Carry the passage about Open Journal Systems onward from the point where it stops.

**Passage**
↓
The good news offered by OJS technology, then, is that it offers greater access to “the production and distribution of the main currency of the academic research process, the scholarly journal article.” In this way, my students researching particular topics for personal or group projects would now have a new option for their first source for information searching rather than that current—and relatively long-standing—favorite, Google. Essentially, OJS give students easy access to quality information. Granted, this quality information may also be available on databases that the school library subscribes to, but OJS has the obvious advantage of being free and accessible to all—not just students enrolled in my school with passwords to access my library’s database subscription. As a result, OJS, in some ways, helps skirt one of the big issues that many students (and teachers, horrifyingly witnessing the result of student research) face: successfully locating quality information on the Web. This one detail looms large in the lives of some students: some of my students feel so overwhelmed by the thought of sifting through Web-based information in order to locate usable information that they sometimes procrastinate in their efforts on what should be a fairly simple assignment; when simply finding acceptable content is only the first step in a project, and even that step seems consistently insurmountable—to overdramatize the situation in distinctly teenage fashion—“Why go on!?”
↑
Records of labeled points
↓
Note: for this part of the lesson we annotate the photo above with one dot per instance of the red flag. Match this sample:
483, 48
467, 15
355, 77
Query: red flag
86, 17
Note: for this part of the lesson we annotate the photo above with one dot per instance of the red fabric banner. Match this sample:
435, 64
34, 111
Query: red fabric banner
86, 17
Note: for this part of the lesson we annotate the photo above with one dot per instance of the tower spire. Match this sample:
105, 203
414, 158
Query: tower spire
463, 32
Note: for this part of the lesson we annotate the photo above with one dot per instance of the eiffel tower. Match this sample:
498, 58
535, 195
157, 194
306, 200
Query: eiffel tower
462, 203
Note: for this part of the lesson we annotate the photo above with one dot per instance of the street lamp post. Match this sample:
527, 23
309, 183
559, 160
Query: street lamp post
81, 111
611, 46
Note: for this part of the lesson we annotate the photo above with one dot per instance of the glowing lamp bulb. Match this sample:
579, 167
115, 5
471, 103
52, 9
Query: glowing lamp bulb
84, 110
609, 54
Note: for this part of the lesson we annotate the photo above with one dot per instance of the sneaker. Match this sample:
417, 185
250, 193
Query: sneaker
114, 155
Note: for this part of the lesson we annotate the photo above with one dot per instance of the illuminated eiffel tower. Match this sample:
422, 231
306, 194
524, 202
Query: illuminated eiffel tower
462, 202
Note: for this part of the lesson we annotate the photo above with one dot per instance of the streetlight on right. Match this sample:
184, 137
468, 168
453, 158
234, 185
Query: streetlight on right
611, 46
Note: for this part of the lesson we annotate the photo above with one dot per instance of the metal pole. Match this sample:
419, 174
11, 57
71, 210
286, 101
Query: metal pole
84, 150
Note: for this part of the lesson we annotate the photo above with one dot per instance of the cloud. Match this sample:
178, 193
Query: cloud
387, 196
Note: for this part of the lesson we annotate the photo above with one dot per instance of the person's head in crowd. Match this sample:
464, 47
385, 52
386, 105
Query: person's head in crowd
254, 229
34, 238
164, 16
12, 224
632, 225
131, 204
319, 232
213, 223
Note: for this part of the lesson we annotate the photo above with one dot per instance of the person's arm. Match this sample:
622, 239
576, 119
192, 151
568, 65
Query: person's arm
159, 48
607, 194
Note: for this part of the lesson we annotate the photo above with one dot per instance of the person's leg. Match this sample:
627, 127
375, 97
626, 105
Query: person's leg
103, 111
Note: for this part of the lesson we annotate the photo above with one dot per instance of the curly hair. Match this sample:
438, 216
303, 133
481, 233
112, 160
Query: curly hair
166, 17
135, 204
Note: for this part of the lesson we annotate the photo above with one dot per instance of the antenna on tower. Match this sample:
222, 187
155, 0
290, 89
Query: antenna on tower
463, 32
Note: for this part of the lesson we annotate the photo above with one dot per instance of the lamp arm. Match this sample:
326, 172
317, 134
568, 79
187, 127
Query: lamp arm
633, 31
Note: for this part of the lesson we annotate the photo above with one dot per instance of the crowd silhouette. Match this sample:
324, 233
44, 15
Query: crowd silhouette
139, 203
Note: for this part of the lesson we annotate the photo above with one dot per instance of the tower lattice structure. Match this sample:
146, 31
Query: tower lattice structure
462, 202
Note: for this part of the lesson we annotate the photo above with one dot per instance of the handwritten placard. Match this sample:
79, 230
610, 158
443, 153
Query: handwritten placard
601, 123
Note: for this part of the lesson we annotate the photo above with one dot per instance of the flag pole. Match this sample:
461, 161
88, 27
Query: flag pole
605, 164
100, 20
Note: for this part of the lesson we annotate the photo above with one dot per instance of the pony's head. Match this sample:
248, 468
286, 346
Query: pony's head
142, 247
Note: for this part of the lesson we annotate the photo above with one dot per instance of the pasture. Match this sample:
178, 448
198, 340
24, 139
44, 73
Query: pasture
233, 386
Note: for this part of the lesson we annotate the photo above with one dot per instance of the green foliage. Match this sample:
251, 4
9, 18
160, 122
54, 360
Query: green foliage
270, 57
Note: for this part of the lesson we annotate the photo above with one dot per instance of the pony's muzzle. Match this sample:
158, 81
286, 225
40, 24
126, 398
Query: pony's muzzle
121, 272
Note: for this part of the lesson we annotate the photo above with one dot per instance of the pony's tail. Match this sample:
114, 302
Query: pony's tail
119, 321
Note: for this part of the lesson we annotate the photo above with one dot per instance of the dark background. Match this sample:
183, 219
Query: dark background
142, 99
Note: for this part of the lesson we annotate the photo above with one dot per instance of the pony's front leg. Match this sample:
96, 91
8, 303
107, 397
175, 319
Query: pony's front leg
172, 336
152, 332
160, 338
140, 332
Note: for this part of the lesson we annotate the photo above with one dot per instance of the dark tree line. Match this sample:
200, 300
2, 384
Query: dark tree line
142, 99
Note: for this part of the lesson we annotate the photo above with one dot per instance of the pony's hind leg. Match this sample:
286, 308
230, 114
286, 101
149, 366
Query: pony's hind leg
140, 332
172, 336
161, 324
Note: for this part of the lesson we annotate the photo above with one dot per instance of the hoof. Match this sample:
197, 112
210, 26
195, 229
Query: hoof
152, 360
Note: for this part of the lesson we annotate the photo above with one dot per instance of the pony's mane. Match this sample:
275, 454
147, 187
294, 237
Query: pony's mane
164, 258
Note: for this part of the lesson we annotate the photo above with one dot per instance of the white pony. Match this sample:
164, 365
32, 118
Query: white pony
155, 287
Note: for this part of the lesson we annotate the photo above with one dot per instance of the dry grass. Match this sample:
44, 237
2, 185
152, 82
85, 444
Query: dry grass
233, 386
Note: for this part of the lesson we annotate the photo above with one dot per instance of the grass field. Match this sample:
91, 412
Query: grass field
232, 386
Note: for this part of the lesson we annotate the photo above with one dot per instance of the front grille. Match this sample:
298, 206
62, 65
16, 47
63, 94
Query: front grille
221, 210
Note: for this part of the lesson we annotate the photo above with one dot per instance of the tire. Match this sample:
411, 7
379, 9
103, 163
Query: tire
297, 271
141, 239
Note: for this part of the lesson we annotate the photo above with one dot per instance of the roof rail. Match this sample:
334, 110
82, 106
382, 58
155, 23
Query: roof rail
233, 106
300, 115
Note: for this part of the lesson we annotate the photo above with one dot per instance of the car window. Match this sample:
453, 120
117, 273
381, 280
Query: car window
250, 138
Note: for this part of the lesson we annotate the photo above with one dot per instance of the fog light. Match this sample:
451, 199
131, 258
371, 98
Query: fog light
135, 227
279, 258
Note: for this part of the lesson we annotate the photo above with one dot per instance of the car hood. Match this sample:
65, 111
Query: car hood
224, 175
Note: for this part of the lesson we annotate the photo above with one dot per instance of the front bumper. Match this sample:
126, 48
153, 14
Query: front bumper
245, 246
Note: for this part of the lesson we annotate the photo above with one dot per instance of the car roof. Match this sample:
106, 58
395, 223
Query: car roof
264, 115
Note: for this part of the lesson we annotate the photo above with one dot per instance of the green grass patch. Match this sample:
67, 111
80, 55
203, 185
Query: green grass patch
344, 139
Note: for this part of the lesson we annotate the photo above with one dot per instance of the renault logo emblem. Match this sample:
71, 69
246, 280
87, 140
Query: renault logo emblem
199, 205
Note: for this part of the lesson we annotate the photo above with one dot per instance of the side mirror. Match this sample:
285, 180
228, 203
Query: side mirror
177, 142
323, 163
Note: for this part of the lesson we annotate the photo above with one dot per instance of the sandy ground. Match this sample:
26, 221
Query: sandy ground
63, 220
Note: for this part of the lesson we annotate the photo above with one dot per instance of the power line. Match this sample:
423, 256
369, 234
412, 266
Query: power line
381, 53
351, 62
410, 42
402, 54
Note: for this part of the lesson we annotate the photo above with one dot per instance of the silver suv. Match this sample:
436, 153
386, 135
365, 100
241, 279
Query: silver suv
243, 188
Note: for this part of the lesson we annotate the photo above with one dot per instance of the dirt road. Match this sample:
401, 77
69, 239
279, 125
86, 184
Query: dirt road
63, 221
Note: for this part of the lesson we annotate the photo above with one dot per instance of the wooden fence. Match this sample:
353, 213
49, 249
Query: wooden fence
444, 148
↑
↓
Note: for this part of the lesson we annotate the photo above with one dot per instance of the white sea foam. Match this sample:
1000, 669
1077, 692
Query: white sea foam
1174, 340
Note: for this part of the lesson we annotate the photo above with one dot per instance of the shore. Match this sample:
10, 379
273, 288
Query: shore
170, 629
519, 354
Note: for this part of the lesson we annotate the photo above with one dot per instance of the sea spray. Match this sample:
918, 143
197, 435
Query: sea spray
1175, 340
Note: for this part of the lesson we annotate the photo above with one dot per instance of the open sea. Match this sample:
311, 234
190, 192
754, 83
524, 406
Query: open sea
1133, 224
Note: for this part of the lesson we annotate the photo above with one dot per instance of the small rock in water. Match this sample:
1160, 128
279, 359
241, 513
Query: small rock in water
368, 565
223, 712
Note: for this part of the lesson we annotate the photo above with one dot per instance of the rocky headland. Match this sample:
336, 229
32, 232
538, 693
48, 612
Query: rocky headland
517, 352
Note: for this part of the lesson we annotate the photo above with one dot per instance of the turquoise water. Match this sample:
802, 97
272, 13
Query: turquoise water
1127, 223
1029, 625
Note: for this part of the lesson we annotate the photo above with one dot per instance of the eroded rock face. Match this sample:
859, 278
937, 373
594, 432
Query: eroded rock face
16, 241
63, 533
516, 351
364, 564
↑
**Result for this task**
The above is not to say that OJS are a panacea with the effect of teachers no longer needing to teach digital literacy to students. OJS are, however, powerful tools that enable students to have a first place to look—at least one de facto “wise choice” that can be made before diving into the information sea—or crawling upon that information web?—that is Google.
As an additional benefit, OJS include an interface—known as Reading Tools—that provides a number of items that enrich the learner’s experience with the online scholarly article, ideally leading to great critical engagement. The Reading Tools space for any article includes links to such things as the following:
• “Abstract” provides the abstract in a second window
• “Review policy” provides information about the journal’s policies for receiving and reviewing submissions
• “How to cite the item” includes quick information on article citation
• “Supplementary files” include downloadable supporting materials associated with the article
• “Notify colleague” provides an instant email client with the title of the article in the subject line
• “Email the author” provides the same but with the author’s email address inserted
These features have obvious potential for increasing students’ critical engagement with an article, and serve as excellent examples of productive applications of the web 2.0 hallmark of information-sharing and collaboration.